-- Start --

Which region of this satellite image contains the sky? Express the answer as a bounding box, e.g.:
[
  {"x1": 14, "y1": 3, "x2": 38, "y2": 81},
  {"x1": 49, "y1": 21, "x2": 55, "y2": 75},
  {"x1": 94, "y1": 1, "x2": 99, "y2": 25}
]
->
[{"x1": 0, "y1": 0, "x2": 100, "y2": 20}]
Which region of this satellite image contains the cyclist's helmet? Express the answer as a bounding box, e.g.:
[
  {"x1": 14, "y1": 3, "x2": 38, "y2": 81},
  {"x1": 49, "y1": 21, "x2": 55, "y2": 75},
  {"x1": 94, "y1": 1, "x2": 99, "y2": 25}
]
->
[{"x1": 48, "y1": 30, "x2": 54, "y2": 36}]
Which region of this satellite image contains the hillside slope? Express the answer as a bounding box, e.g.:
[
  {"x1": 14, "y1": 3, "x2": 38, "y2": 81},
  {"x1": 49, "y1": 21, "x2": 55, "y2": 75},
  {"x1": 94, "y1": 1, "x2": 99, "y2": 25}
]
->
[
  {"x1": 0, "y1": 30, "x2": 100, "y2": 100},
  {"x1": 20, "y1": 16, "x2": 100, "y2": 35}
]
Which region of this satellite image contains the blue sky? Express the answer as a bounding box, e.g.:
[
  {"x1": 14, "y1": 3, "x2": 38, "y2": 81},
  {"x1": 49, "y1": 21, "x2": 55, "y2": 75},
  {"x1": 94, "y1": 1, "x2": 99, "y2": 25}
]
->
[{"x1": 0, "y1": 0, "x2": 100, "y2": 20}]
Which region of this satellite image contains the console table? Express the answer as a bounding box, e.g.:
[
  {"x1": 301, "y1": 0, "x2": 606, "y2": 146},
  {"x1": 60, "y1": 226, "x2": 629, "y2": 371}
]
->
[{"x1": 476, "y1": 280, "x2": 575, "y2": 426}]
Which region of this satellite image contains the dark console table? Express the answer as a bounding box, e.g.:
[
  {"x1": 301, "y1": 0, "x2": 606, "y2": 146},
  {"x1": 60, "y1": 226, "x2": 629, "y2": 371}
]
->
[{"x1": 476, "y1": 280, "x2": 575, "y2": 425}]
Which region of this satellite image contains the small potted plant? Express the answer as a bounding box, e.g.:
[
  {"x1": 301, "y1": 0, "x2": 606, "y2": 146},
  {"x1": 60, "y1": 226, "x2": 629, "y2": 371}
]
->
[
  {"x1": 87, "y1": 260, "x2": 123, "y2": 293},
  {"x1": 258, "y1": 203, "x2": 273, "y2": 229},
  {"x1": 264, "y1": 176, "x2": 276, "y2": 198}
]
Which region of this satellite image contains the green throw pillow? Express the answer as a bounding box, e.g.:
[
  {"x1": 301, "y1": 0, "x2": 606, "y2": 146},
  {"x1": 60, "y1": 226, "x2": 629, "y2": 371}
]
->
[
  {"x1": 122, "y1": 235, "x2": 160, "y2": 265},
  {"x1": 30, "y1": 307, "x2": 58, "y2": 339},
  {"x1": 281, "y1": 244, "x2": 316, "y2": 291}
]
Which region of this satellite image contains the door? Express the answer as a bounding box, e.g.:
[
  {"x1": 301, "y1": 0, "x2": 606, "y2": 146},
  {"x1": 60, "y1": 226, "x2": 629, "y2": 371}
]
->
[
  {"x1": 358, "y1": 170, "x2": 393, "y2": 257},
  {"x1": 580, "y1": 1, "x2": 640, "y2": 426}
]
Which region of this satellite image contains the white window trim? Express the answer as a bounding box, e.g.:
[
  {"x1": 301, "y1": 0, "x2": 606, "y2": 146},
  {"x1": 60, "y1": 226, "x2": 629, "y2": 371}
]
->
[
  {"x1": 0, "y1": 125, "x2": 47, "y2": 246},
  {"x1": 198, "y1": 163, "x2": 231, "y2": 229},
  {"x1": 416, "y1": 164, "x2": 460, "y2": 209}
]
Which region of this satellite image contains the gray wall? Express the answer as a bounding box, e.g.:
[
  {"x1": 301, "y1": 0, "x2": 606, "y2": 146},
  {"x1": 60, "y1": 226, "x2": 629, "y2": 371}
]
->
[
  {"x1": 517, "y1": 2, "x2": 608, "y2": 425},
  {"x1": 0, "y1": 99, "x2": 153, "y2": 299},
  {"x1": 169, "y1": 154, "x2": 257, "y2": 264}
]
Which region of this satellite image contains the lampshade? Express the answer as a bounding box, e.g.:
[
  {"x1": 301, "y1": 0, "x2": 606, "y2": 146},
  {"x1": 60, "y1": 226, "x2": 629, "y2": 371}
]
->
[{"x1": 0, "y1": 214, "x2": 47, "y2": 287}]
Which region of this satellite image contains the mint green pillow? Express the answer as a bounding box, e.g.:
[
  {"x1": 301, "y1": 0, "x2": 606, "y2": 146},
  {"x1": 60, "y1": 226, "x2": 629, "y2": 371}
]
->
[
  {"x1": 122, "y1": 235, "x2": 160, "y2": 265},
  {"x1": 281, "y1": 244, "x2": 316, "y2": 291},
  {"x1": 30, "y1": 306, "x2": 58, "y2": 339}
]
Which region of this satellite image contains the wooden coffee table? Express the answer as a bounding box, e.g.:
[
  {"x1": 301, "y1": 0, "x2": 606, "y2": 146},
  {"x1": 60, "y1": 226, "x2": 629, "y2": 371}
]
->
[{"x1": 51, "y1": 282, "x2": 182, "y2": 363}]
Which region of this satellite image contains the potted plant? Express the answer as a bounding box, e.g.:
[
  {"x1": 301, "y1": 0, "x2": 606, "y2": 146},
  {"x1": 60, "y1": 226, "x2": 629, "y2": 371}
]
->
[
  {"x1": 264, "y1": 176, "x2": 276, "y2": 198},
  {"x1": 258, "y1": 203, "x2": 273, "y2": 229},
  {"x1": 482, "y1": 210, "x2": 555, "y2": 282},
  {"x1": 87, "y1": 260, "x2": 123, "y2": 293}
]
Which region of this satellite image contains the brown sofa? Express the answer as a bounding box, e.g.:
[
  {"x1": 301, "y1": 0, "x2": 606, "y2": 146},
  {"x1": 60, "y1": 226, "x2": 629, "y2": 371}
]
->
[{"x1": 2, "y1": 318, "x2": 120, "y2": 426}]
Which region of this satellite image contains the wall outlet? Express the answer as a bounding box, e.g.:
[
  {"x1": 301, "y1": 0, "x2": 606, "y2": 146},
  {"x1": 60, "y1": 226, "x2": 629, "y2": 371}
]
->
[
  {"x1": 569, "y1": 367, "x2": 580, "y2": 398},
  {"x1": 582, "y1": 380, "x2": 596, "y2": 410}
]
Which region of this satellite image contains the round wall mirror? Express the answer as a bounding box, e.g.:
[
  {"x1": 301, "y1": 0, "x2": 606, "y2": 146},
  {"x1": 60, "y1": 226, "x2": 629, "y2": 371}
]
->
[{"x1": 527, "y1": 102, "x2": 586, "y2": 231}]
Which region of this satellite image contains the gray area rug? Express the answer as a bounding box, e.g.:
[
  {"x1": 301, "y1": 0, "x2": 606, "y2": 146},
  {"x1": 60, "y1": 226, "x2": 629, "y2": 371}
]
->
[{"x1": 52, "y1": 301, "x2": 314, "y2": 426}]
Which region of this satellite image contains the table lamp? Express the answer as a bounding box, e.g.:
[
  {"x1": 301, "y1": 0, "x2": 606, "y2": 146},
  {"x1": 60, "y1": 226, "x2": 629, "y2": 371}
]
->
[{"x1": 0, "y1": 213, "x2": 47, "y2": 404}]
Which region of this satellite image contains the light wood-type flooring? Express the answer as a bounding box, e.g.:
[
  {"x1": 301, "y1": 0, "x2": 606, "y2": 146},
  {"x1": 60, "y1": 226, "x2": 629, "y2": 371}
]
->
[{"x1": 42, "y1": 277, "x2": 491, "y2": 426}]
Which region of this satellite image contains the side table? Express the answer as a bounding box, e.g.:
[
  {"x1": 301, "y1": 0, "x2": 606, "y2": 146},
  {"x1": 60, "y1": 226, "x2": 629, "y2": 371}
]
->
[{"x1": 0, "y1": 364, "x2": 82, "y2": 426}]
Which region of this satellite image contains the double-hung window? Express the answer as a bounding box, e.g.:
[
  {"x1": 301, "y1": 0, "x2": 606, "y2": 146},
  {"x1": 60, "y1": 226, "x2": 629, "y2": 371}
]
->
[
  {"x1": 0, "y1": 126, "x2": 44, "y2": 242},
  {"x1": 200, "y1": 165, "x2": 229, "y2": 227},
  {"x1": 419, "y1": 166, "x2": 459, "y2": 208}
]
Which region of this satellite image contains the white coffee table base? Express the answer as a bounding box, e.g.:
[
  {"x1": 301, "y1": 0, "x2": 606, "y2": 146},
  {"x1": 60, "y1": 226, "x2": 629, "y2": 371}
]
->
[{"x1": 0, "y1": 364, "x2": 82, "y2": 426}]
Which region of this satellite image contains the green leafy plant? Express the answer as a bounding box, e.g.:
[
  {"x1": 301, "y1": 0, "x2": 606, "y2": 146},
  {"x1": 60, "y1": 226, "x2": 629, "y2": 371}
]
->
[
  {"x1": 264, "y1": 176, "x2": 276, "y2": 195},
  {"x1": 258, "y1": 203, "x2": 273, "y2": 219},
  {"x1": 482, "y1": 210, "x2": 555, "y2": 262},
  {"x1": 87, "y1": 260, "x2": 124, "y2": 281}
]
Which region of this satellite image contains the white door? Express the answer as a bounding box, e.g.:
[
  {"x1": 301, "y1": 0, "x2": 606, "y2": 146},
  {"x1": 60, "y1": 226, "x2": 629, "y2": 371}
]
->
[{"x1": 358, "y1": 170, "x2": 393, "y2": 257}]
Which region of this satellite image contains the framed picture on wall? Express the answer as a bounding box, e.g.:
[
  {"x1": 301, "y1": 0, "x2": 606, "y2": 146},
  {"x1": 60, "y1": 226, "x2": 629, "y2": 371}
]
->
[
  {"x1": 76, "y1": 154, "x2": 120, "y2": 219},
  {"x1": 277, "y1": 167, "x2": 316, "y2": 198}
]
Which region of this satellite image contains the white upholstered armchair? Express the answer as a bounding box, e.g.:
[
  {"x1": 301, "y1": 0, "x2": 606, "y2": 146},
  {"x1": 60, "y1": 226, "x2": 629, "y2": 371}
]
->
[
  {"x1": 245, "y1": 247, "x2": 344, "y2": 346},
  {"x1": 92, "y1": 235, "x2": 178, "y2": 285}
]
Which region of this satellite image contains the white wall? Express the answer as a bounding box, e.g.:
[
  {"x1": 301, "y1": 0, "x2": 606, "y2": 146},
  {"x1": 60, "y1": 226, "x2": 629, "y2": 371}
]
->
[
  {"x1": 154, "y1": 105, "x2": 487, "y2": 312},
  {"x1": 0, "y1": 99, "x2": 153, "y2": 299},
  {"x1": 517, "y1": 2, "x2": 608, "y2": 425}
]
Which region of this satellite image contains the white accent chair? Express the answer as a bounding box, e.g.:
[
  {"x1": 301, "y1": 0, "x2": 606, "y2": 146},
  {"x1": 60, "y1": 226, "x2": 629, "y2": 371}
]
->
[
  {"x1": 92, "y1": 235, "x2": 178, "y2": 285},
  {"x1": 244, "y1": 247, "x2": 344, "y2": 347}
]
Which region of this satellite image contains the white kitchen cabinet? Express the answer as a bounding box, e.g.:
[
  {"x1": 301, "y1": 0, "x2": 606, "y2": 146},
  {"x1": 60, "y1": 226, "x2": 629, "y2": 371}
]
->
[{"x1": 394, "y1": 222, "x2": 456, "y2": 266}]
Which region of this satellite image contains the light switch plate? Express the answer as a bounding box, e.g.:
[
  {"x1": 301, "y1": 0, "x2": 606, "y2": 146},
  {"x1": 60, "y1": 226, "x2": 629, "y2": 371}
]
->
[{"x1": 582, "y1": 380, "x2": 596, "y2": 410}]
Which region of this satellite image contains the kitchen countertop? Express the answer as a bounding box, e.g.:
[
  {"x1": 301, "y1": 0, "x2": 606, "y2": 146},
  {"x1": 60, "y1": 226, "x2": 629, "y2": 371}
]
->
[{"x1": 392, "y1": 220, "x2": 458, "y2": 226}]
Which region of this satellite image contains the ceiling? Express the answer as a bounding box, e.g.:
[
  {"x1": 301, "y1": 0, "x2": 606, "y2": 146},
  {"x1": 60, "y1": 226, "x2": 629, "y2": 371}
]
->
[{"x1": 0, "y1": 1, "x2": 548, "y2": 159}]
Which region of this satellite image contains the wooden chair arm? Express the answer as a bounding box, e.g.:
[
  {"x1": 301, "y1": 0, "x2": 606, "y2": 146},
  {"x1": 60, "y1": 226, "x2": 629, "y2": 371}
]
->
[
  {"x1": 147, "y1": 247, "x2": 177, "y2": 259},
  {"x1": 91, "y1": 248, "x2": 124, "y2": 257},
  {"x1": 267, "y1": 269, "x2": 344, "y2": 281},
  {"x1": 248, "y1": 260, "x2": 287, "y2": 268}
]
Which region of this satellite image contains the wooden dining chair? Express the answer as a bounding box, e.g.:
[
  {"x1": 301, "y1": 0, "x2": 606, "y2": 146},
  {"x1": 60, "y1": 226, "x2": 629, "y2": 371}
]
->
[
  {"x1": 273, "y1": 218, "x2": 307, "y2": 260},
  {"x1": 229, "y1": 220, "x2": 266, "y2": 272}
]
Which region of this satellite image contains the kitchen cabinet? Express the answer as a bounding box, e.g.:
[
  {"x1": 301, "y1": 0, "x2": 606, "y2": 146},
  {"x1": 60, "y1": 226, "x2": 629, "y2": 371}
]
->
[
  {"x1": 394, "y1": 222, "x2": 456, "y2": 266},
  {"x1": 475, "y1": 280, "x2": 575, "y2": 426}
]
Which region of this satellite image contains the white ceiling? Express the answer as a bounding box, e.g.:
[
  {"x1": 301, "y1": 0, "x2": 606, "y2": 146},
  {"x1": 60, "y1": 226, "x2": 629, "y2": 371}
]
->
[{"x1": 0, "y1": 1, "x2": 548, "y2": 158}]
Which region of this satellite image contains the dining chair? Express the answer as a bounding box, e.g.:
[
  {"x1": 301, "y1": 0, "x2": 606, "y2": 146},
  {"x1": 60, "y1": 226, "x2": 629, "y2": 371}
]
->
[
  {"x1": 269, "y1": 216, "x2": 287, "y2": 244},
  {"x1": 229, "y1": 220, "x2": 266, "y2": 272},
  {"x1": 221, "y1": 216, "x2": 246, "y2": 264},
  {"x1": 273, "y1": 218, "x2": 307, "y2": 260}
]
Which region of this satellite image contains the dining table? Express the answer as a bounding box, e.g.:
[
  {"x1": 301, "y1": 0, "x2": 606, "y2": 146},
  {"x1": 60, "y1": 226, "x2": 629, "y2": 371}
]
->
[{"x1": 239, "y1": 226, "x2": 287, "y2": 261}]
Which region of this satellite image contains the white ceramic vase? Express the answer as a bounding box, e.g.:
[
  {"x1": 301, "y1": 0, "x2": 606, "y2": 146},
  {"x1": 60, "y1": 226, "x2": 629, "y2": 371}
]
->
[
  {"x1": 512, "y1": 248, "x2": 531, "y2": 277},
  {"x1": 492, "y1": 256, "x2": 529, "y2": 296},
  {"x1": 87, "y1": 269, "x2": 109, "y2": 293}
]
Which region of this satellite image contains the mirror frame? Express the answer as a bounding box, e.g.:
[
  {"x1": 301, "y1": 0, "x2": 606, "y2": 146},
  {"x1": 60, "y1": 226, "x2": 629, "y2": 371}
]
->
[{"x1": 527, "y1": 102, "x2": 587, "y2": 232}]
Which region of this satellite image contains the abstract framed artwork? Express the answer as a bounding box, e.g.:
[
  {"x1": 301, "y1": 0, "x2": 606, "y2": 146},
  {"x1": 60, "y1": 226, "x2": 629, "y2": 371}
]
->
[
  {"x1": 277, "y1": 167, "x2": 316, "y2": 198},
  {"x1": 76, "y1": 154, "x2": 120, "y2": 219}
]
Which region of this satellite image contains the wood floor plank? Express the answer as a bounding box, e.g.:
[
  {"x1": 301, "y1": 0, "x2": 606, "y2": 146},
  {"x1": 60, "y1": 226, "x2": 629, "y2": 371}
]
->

-- End --

*What is required:*
Please render the portion of the listing from the line containing "Which region of this satellite image contains the mirror" through the end of the listing as a JSON list of strings, one string per line, leaving out blank lines.

*Exercise solution:*
[
  "Which region of this satellite image contains the mirror frame? Express the answer as a bounding box, e.g.:",
  "[",
  "  {\"x1\": 301, \"y1\": 0, \"x2\": 606, \"y2\": 146},",
  "  {\"x1\": 60, \"y1\": 226, \"x2\": 629, \"y2\": 371}",
  "]",
  "->",
  "[{\"x1\": 527, \"y1\": 102, \"x2\": 587, \"y2\": 232}]",
  "Which region of this satellite image contains the abstract framed artwork? Express the answer as a bounding box, e.g.:",
  "[",
  "  {\"x1\": 301, \"y1\": 0, \"x2\": 606, \"y2\": 146},",
  "  {\"x1\": 60, \"y1\": 226, \"x2\": 629, \"y2\": 371}",
  "]",
  "->",
  "[",
  "  {\"x1\": 277, \"y1\": 167, \"x2\": 316, \"y2\": 198},",
  "  {\"x1\": 76, \"y1\": 154, \"x2\": 120, \"y2\": 219}",
  "]",
  "Which region of this satellite image contains the wood floor plank? Express the answer as a bounding box, e.g.:",
  "[",
  "  {\"x1\": 301, \"y1\": 0, \"x2\": 606, \"y2\": 146},",
  "  {\"x1\": 60, \"y1\": 226, \"x2\": 629, \"y2\": 371}",
  "]",
  "->"
]